* Document section *
======
Knowledge from past experience can be thrown into stark relief when working in a new setting — and this is often the starting point for truly original research. Sudipta Seal, Chair of the Department of Materials Science, began his career in high-temperature material production, with a focus on cerium oxide. By the time he started his Ph.D. program at the University of Wisconsin, he shifted focus to investigating materials that cause oxidative damage to organisms. He remembers he decided to “revisit cerium oxide and make it nanoscale.” Then, he tested its impact on neural cells.
Upon reviewing the results, Seal says, “it dawned on me that this material has a very unique biomedical property that has never been looked into. It is one of very few inorganic nanomaterials that is an antioxidant.” He also thanked his collaborators for the help they gave on the journey.
Ever since this revelation, the material has been subject to a great deal of research, Seal says.
“There are a wide range of applications in biomedical sciences — from cancer research to bone regeneration, tissue regeneration, and radiation protection,” he says. All from this almost accidental discovery made at UCF.”
Moments of serendipity, even if few and far between, do play a role. Jayan Thomas, professor of nanotechnology, engineering and photonics, remembers working day in, day out to develop a supercapacitor in 2013. A breakthrough continued to evade him, until he spotted a pile of wire one weekend while on an evening walk. The wire was made of copper — the same material he had been using to support his supercapacitor prototypes. Thomas realized that if he built a supercapacitor into a cable of copper wire, it might be capable of storing and transferring energy simultaneously.
======
* Input data *
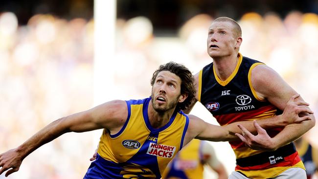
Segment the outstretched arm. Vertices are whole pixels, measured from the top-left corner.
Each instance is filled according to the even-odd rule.
[[[310,120],[308,116],[299,116],[299,113],[313,112],[306,106],[308,104],[302,101],[294,101],[298,94],[293,96],[286,106],[283,113],[272,117],[259,119],[257,120],[261,126],[265,129],[271,129],[278,127],[284,127],[290,124],[302,122]],[[219,126],[207,123],[193,115],[189,115],[189,127],[188,130],[188,136],[202,140],[213,141],[230,141],[238,139],[235,133],[241,133],[241,129],[237,125],[244,126],[252,133],[257,132],[252,121],[236,122],[228,125]],[[186,135],[186,137],[188,135]]]
[[[288,99],[297,93],[277,72],[265,65],[255,67],[252,71],[251,79],[258,96],[261,99],[268,100],[281,110],[286,108]],[[295,101],[303,102],[304,100],[299,97],[296,98]],[[310,120],[286,126],[273,138],[273,145],[270,147],[272,150],[277,149],[295,140],[315,125],[316,120],[312,113],[301,112],[299,116],[307,116]]]
[[[128,115],[125,109],[125,101],[113,101],[53,121],[17,148],[0,154],[0,175],[7,170],[6,177],[17,172],[26,156],[65,133],[102,128],[111,132],[119,130]]]

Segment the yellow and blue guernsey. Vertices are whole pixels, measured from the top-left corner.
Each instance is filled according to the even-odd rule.
[[[128,115],[120,131],[105,129],[96,159],[84,179],[160,179],[183,145],[188,116],[175,111],[163,127],[154,129],[148,116],[151,98],[126,101]]]
[[[235,69],[226,81],[221,81],[217,76],[213,63],[199,73],[198,100],[221,126],[272,117],[279,111],[268,101],[259,98],[251,85],[252,70],[258,65],[264,64],[243,57],[240,53],[238,57]],[[277,128],[267,132],[273,137],[282,129]],[[274,178],[292,167],[304,169],[293,143],[273,152],[251,149],[240,140],[229,143],[236,157],[235,171],[249,178]]]
[[[162,179],[203,179],[202,143],[193,139],[187,144],[168,165]]]

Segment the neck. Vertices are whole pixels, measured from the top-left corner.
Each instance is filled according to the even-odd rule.
[[[148,108],[148,116],[151,126],[154,129],[163,127],[169,122],[170,118],[173,114],[175,108],[165,112],[158,112],[154,109],[151,100]]]
[[[213,57],[213,66],[216,74],[220,80],[226,80],[235,69],[238,62],[238,53],[229,56]]]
======
* Work task A *
According to the text about UCF research discoveries, what did Jayan Thomas notice on an evening walk one weekend?
* Work task B *
Extract the part of the text about UCF research discoveries starting with "Upon reviewing the" and going on through "research, Seal says.".
The entries are separate material and have no connection to the text about UCF research discoveries.

* Answer area A *
A pile of copper wire.

* Answer area B *
Upon reviewing the results, Seal says, “it dawned on me that this material has a very unique biomedical property that has never been looked into. It is one of very few inorganic nanomaterials that is an antioxidant.” He also thanked his collaborators for the help they gave on the journey.
Ever since this revelation, the material has been subject to a great deal of research, Seal says.